* **PROBLEM TO SOLVE**
Reproduce the entries from the line with "Expected: one point per instance of the upper eyelid, each" through the line with "point(347, 240)", both included. Add 56 to each coordinate of the answer points under each "Target" line, and keep every other line unchanged, including the sample points.

(Coordinate labeling data)
— Start —
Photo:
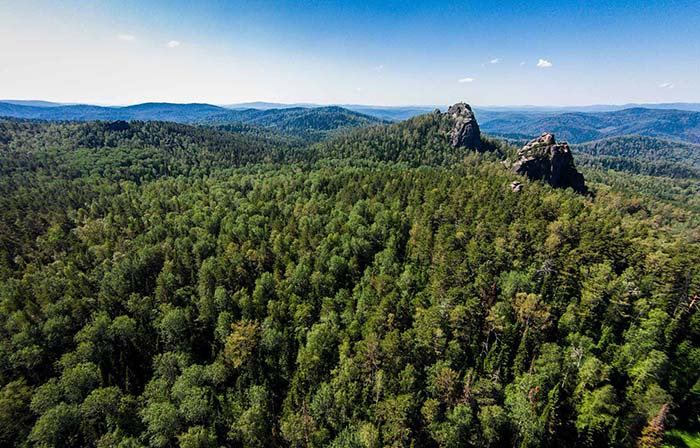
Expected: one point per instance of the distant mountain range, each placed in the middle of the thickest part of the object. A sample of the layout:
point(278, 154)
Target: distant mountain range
point(298, 120)
point(579, 127)
point(522, 123)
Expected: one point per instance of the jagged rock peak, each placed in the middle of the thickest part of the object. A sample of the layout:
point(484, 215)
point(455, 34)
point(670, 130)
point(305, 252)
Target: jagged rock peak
point(466, 130)
point(544, 158)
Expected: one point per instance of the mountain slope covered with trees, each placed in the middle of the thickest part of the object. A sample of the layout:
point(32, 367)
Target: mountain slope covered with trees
point(172, 285)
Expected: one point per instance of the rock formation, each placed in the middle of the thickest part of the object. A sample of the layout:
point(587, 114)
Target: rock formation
point(544, 158)
point(466, 130)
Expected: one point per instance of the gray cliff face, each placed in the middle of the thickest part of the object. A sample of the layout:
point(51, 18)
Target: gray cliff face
point(544, 158)
point(466, 130)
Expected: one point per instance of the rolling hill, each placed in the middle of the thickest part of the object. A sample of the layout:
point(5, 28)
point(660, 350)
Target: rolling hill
point(299, 120)
point(584, 127)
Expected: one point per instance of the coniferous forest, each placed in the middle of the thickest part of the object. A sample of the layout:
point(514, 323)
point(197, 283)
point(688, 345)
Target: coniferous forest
point(169, 285)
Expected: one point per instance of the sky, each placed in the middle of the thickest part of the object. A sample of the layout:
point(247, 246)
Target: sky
point(507, 52)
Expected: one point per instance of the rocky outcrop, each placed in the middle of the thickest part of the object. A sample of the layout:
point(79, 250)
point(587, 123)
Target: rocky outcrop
point(466, 130)
point(544, 158)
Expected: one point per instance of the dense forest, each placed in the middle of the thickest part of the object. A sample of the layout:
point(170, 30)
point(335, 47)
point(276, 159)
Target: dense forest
point(172, 285)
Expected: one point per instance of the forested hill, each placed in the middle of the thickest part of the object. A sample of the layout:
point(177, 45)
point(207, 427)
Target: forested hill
point(297, 120)
point(169, 285)
point(583, 127)
point(641, 147)
point(420, 140)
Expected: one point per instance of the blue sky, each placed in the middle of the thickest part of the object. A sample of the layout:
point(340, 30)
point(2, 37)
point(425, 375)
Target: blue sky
point(370, 52)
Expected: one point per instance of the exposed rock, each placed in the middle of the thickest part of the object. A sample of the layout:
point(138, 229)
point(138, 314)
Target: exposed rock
point(119, 125)
point(544, 158)
point(466, 130)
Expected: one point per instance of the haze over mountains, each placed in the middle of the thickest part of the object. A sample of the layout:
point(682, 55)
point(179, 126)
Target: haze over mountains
point(577, 125)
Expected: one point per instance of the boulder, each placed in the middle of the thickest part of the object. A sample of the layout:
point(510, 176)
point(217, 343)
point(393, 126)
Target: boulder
point(466, 130)
point(544, 158)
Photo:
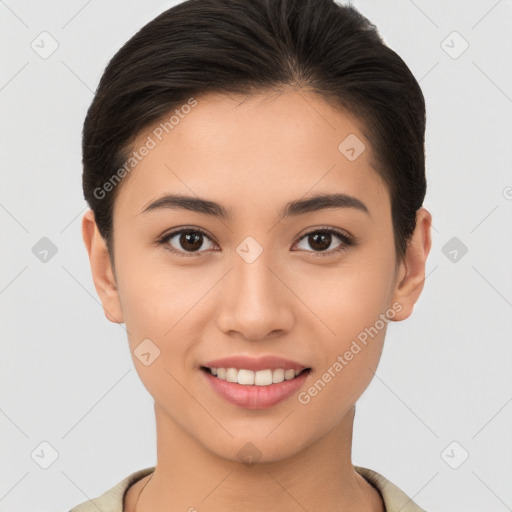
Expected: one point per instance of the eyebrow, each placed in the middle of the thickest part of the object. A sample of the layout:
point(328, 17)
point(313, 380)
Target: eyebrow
point(291, 209)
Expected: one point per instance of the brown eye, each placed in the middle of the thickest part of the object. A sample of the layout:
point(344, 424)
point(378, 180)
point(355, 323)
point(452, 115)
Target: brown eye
point(321, 239)
point(185, 241)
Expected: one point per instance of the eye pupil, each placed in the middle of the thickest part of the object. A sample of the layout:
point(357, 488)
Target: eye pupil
point(320, 240)
point(189, 240)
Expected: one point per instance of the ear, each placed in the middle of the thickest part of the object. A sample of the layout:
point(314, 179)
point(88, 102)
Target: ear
point(411, 273)
point(102, 274)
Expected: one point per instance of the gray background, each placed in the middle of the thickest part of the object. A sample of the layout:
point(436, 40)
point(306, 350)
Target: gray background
point(445, 375)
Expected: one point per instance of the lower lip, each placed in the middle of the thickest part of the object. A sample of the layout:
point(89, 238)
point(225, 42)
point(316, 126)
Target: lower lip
point(256, 397)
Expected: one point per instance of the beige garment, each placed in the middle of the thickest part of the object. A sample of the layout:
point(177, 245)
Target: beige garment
point(394, 499)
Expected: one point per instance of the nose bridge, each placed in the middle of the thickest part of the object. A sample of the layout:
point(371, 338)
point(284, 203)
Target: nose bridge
point(253, 301)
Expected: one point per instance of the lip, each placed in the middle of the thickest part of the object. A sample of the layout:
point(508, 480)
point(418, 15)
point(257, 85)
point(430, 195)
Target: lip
point(255, 397)
point(255, 364)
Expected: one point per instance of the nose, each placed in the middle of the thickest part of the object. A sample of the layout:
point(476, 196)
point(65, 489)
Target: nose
point(256, 302)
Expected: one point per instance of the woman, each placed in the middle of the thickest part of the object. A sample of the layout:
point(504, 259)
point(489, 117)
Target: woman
point(255, 172)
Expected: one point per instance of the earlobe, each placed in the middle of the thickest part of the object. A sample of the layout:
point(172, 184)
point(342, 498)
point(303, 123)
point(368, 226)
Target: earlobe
point(411, 275)
point(101, 268)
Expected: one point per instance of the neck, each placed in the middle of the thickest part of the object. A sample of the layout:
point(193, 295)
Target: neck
point(188, 477)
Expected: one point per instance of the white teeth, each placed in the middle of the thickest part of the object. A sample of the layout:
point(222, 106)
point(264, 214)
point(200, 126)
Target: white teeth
point(258, 378)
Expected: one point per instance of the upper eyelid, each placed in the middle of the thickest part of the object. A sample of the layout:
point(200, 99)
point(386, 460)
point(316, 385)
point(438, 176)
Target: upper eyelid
point(336, 231)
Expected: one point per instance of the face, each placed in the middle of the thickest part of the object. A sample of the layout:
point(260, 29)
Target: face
point(316, 286)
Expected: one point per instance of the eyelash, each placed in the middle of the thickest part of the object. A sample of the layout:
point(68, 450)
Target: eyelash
point(347, 240)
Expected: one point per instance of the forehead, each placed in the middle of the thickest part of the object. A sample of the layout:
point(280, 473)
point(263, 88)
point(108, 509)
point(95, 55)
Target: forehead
point(253, 151)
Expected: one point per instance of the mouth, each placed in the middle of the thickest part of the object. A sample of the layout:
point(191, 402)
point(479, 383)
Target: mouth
point(264, 377)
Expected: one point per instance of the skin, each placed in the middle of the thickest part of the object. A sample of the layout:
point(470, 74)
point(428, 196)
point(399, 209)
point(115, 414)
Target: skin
point(253, 155)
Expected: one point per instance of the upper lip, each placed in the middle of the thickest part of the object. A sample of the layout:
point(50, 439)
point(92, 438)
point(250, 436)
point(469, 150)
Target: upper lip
point(255, 364)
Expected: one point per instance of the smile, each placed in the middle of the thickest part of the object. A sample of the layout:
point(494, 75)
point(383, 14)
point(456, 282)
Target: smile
point(258, 378)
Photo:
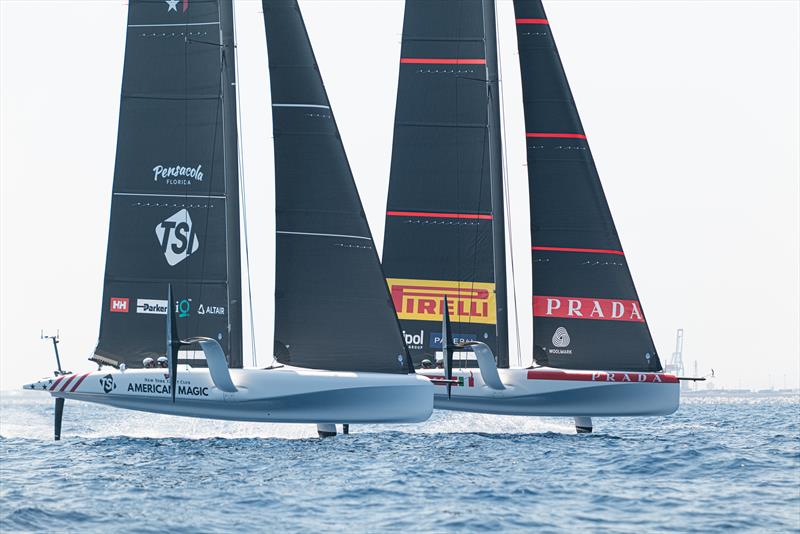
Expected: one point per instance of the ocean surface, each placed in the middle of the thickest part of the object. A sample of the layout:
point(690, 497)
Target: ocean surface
point(718, 464)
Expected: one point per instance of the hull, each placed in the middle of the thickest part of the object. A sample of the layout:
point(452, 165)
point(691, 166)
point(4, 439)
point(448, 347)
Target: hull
point(285, 394)
point(553, 392)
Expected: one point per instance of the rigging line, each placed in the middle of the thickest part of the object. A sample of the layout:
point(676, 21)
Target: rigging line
point(242, 194)
point(509, 226)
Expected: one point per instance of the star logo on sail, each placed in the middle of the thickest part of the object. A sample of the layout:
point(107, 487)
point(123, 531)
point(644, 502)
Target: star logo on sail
point(172, 5)
point(176, 237)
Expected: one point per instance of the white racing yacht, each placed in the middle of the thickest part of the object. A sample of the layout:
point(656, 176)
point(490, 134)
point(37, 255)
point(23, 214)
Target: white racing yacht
point(172, 293)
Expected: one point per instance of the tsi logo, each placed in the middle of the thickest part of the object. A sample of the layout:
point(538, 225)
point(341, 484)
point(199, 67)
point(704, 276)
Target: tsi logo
point(108, 383)
point(176, 238)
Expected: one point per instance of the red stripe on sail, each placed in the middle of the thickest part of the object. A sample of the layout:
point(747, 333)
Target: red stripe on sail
point(59, 379)
point(486, 216)
point(555, 135)
point(570, 249)
point(587, 308)
point(78, 383)
point(70, 379)
point(601, 376)
point(442, 61)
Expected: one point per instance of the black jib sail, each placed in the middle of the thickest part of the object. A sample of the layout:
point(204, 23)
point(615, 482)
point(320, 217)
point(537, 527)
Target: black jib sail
point(332, 306)
point(174, 210)
point(444, 217)
point(586, 311)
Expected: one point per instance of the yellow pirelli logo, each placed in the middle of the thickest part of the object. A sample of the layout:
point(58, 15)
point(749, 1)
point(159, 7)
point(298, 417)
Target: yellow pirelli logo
point(422, 300)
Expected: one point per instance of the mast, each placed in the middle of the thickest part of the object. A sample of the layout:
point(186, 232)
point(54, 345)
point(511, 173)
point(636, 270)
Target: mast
point(496, 178)
point(231, 139)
— End —
* **EXPECTED ANSWER**
Expected: one point per instance of the upper eyelid, each placed in the middle of the thickest part of the object. A sample of the layout:
point(200, 99)
point(386, 460)
point(316, 385)
point(438, 176)
Target: upper eyelid
point(392, 287)
Expected: one point per instance of the face, each placed in the middle of the thickest part of the object. A sample of the layout:
point(260, 29)
Target: face
point(372, 342)
Expected: one point per instance of the eyelash, each placed in the middle of the thickest part of the object. A sample of the layout:
point(68, 450)
Target: eyelash
point(403, 296)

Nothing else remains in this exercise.